> _Stated problem_: Format every entry below as a numbered list, one line per item, with blank lines dropped.

> _Listed entries_:
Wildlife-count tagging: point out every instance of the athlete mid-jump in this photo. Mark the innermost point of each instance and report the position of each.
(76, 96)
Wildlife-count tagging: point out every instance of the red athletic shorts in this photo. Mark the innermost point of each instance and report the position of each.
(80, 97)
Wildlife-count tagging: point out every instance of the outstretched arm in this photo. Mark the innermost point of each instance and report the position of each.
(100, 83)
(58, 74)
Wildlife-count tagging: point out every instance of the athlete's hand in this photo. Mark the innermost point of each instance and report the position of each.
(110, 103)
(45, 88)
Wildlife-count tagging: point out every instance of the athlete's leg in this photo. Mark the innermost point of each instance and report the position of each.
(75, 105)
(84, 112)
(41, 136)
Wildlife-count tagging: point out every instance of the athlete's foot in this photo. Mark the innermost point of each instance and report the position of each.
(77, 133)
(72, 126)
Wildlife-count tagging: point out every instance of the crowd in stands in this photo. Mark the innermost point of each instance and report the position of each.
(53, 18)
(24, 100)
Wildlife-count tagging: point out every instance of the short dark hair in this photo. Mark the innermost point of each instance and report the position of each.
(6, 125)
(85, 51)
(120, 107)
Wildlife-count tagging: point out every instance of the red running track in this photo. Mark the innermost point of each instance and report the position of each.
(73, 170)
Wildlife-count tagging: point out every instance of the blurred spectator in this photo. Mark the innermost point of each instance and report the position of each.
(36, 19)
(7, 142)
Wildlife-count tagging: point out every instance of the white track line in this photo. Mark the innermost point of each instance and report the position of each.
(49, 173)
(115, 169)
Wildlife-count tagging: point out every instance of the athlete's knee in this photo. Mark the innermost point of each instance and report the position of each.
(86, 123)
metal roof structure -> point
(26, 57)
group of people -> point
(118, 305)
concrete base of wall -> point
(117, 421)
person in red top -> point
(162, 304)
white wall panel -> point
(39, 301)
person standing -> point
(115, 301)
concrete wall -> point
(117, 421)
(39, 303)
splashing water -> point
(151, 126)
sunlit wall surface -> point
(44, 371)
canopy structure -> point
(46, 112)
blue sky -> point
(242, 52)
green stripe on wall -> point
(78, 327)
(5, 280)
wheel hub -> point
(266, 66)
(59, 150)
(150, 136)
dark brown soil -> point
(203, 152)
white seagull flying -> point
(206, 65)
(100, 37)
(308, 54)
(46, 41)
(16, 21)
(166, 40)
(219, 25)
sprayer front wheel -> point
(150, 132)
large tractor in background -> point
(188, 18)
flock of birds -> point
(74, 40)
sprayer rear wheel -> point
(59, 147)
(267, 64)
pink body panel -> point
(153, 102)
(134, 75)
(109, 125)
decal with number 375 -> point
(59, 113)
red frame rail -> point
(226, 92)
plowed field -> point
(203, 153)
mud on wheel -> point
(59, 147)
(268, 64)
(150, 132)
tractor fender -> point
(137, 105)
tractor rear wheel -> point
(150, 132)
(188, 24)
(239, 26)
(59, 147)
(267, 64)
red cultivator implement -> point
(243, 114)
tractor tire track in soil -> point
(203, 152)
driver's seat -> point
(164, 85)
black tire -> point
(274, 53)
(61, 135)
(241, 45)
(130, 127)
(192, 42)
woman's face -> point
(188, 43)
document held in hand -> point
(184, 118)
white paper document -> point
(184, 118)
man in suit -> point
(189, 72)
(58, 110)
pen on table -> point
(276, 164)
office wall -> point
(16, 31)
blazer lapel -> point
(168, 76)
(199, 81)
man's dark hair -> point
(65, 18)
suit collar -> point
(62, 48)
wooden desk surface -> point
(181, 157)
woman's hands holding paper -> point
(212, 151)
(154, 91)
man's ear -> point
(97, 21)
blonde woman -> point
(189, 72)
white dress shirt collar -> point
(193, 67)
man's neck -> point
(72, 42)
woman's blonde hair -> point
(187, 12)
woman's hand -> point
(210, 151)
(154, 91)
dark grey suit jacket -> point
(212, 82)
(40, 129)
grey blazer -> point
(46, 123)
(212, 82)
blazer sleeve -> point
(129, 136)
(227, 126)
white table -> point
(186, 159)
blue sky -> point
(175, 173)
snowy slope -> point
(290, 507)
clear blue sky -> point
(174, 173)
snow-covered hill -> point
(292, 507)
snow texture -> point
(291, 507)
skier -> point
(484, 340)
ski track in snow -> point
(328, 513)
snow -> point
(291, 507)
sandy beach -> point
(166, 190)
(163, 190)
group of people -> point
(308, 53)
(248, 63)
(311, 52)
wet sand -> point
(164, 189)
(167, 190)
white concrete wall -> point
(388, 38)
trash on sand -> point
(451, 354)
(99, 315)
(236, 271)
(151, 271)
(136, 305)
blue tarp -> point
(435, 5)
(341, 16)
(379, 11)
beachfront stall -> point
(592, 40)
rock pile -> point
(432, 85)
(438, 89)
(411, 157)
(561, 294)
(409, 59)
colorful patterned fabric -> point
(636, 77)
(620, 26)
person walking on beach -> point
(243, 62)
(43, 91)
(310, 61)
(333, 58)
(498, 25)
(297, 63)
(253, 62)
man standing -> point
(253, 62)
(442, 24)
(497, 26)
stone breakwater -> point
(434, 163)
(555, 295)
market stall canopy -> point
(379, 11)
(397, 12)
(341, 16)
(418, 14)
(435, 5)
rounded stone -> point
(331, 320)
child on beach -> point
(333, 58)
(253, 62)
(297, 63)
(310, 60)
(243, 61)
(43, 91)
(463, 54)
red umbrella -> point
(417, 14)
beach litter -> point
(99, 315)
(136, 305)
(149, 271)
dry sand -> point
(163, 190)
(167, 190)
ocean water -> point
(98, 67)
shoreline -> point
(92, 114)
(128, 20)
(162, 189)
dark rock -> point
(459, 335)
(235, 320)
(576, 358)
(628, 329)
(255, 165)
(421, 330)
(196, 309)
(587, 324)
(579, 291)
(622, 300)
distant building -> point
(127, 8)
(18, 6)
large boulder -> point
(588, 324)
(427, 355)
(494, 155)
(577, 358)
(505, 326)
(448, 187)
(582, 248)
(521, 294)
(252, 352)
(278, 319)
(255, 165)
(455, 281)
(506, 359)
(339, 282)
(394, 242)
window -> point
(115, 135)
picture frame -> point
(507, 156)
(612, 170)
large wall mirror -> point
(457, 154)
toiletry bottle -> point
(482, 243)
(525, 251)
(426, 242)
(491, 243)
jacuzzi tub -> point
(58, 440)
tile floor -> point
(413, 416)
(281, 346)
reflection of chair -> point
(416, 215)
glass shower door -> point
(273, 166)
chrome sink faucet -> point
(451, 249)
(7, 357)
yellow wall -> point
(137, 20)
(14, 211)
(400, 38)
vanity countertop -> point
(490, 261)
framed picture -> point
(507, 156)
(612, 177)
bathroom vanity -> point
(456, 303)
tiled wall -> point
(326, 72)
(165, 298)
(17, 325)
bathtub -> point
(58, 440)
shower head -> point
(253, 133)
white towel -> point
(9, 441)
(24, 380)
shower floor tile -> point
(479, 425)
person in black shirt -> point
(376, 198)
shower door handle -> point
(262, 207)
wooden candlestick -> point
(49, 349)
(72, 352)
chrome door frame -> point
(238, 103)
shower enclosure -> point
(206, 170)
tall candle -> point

> _Task response_:
1. Wildlife-count tagging: point out every instance of the athlete mid-jump in this photo. Mark the innermost point of each instance and report the position of each.
2. (76, 96)
3. Wildlife-count tagging: point out every instance of the red athletic shorts in this photo. Mark the innermost point of each instance and report the position of each.
4. (80, 97)
5. Wildlife-count tagging: point out every instance of the outstretched arm in this photo. Mark the innermost point of each instance and report the position of each.
6. (100, 83)
7. (58, 74)
8. Wildlife-count tagging: point out every instance of the athlete's hand in this photo. Mark the innermost point of each instance and report the position of each.
9. (110, 103)
10. (45, 88)
11. Wildlife-count tagging: point out every instance of the athlete's leg in this photo. Mark the innermost point of each instance and report the position of each.
12. (75, 105)
13. (84, 112)
14. (41, 136)
15. Wildlife-count tagging: point out every instance of the athlete's foot in this photo. Mark the innermost point of each instance and report the position of each.
16. (77, 133)
17. (72, 126)
18. Wildlife-count tagging: point out every instance of the crowd in stands in this photo. Mark the innermost point of each instance and report the position of each.
19. (53, 18)
20. (24, 100)
21. Wildlife-count tagging: point out every instance of the short dark hair in this photo. Mark the innermost point of each instance and report the position of each.
22. (6, 125)
23. (85, 51)
24. (120, 107)
25. Wildlife-count tagging: point out every instance of the red running track in this photo. Mark the innermost point of each instance and report the position of each.
26. (73, 170)
27. Wildlife-count tagging: point out every instance of the blurred spectator in this photo. Mark the innermost point of each instance and report the position of each.
28. (36, 19)
29. (7, 142)
30. Wildlife-count tagging: point out every instance of the white track line in this photo. Mark the innermost point of each instance and report the position of each.
31. (49, 173)
32. (115, 169)
33. Wildlife-count tagging: point out every instance of the athlete's knee in this photo. Mark the innermost point of each instance and report the position of each.
34. (86, 123)
35. metal roof structure -> point
36. (26, 57)
37. group of people -> point
38. (118, 305)
39. concrete base of wall -> point
40. (117, 421)
41. person in red top -> point
42. (162, 304)
43. white wall panel -> point
44. (39, 301)
45. person standing -> point
46. (115, 301)
47. concrete wall -> point
48. (117, 421)
49. (39, 303)
50. splashing water -> point
51. (151, 126)
52. sunlit wall surface -> point
53. (44, 371)
54. canopy structure -> point
55. (46, 112)
56. blue sky -> point
57. (242, 52)
58. green stripe on wall -> point
59. (78, 327)
60. (5, 280)
61. wheel hub -> point
62. (266, 66)
63. (59, 150)
64. (150, 136)
65. dark brown soil -> point
66. (203, 152)
67. white seagull flying -> point
68. (206, 65)
69. (100, 37)
70. (308, 54)
71. (46, 41)
72. (16, 21)
73. (166, 40)
74. (219, 25)
75. sprayer front wheel -> point
76. (150, 132)
77. large tractor in background -> point
78. (188, 18)
79. flock of birds -> point
80. (74, 40)
81. sprayer rear wheel -> point
82. (59, 147)
83. (267, 64)
84. pink body panel -> point
85. (153, 102)
86. (134, 75)
87. (109, 125)
88. decal with number 375 -> point
89. (59, 113)
90. red frame rail -> point
91. (226, 92)
92. plowed field -> point
93. (203, 153)
94. mud on wheel -> point
95. (59, 147)
96. (268, 64)
97. (150, 132)
98. tractor fender -> point
99. (137, 105)
100. tractor rear wheel -> point
101. (150, 132)
102. (188, 24)
103. (239, 26)
104. (59, 147)
105. (267, 64)
106. red cultivator implement -> point
107. (243, 114)
108. tractor tire track in soil -> point
109. (203, 152)
110. driver's seat -> point
111. (164, 85)
112. black tire -> point
113. (274, 53)
114. (61, 135)
115. (241, 45)
116. (130, 127)
117. (192, 42)
118. woman's face -> point
119. (188, 43)
120. document held in hand -> point
121. (184, 118)
122. white paper document -> point
123. (184, 118)
124. man in suit -> point
125. (189, 72)
126. (58, 110)
127. pen on table -> point
128. (276, 164)
129. office wall -> point
130. (16, 31)
131. blazer lapel -> point
132. (168, 76)
133. (199, 81)
134. man's dark hair -> point
135. (65, 18)
136. suit collar -> point
137. (62, 48)
138. wooden desk surface -> point
139. (181, 157)
140. woman's hands holding paper -> point
141. (212, 151)
142. (154, 91)
143. man's ear -> point
144. (97, 21)
145. blonde woman -> point
146. (189, 72)
147. white dress shirt collar -> point
148. (193, 67)
149. man's neck -> point
150. (72, 42)
151. woman's blonde hair -> point
152. (187, 12)
153. woman's hand -> point
154. (210, 151)
155. (154, 91)
156. dark grey suit jacket -> point
157. (212, 82)
158. (40, 129)
159. grey blazer -> point
160. (46, 123)
161. (212, 82)
162. blazer sleeve -> point
163. (129, 136)
164. (227, 126)
165. white table -> point
166. (186, 159)
167. blue sky -> point
168. (175, 173)
169. snowy slope -> point
170. (290, 507)
171. clear blue sky -> point
172. (174, 173)
173. snow-covered hill -> point
174. (292, 507)
175. snow texture -> point
176. (291, 507)
177. skier -> point
178. (484, 340)
179. ski track in snow -> point
180. (328, 513)
181. snow -> point
182. (291, 507)
183. sandy beach -> point
184. (166, 190)
185. (163, 190)
186. group of people -> point
187. (308, 53)
188. (248, 63)
189. (311, 52)
190. wet sand -> point
191. (164, 189)
192. (167, 190)
193. white concrete wall -> point
194. (388, 38)
195. trash on sand -> point
196. (451, 354)
197. (99, 315)
198. (236, 271)
199. (151, 271)
200. (136, 305)
201. blue tarp -> point
202. (435, 5)
203. (341, 16)
204. (379, 11)
205. beachfront stall -> point
206. (592, 40)
207. rock pile -> point
208. (432, 85)
209. (438, 89)
210. (411, 157)
211. (561, 294)
212. (409, 59)
213. colorful patterned fabric -> point
214. (636, 77)
215. (620, 26)
216. person walking on beach -> point
217. (243, 62)
218. (43, 91)
219. (310, 61)
220. (333, 58)
221. (498, 25)
222. (297, 63)
223. (253, 62)
224. man standing -> point
225. (253, 62)
226. (442, 24)
227. (497, 26)
228. stone breakwater -> point
229. (434, 163)
230. (555, 295)
231. market stall canopy -> point
232. (379, 11)
233. (397, 12)
234. (341, 16)
235. (418, 14)
236. (435, 5)
237. rounded stone -> point
238. (331, 320)
239. child on beach -> point
240. (333, 58)
241. (253, 62)
242. (297, 63)
243. (310, 60)
244. (243, 61)
245. (43, 91)
246. (463, 54)
247. red umbrella -> point
248. (417, 14)
249. beach litter -> point
250. (99, 315)
251. (136, 305)
252. (149, 271)
253. dry sand -> point
254. (163, 190)
255. (167, 190)
256. ocean water -> point
257. (98, 67)
258. shoreline -> point
259. (92, 114)
260. (128, 20)
261. (162, 189)
262. dark rock -> point
263. (459, 335)
264. (235, 320)
265. (576, 358)
266. (628, 329)
267. (255, 165)
268. (421, 330)
269. (196, 309)
270. (587, 324)
271. (579, 291)
272. (622, 300)
273. distant building -> point
274. (127, 8)
275. (18, 6)
276. large boulder -> point
277. (588, 324)
278. (427, 355)
279. (494, 155)
280. (577, 358)
281. (505, 326)
282. (448, 187)
283. (582, 248)
284. (521, 294)
285. (252, 352)
286. (278, 319)
287. (255, 165)
288. (455, 281)
289. (506, 359)
290. (339, 282)
291. (394, 242)
292. window -> point
293. (115, 135)
294. picture frame -> point
295. (507, 156)
296. (612, 170)
297. large wall mirror -> point
298. (457, 154)
299. toiletry bottle -> point
300. (482, 243)
301. (525, 251)
302. (426, 242)
303. (491, 243)
304. jacuzzi tub -> point
305. (58, 440)
306. tile floor -> point
307. (413, 416)
308. (281, 346)
309. reflection of chair -> point
310. (416, 215)
311. glass shower door -> point
312. (273, 166)
313. chrome sink faucet -> point
314. (451, 249)
315. (7, 357)
316. yellow wall -> point
317. (137, 20)
318. (14, 211)
319. (400, 38)
320. vanity countertop -> point
321. (490, 261)
322. framed picture -> point
323. (507, 156)
324. (612, 177)
325. bathroom vanity -> point
326. (456, 303)
327. tiled wall -> point
328. (326, 72)
329. (165, 298)
330. (17, 325)
331. bathtub -> point
332. (58, 440)
333. shower head -> point
334. (253, 133)
335. white towel -> point
336. (9, 441)
337. (24, 380)
338. shower floor tile -> point
339. (479, 425)
340. person in black shirt -> point
341. (376, 198)
342. shower door handle -> point
343. (262, 207)
344. wooden candlestick -> point
345. (49, 349)
346. (72, 352)
347. chrome door frame -> point
348. (238, 103)
349. shower enclosure -> point
350. (206, 170)
351. tall candle -> point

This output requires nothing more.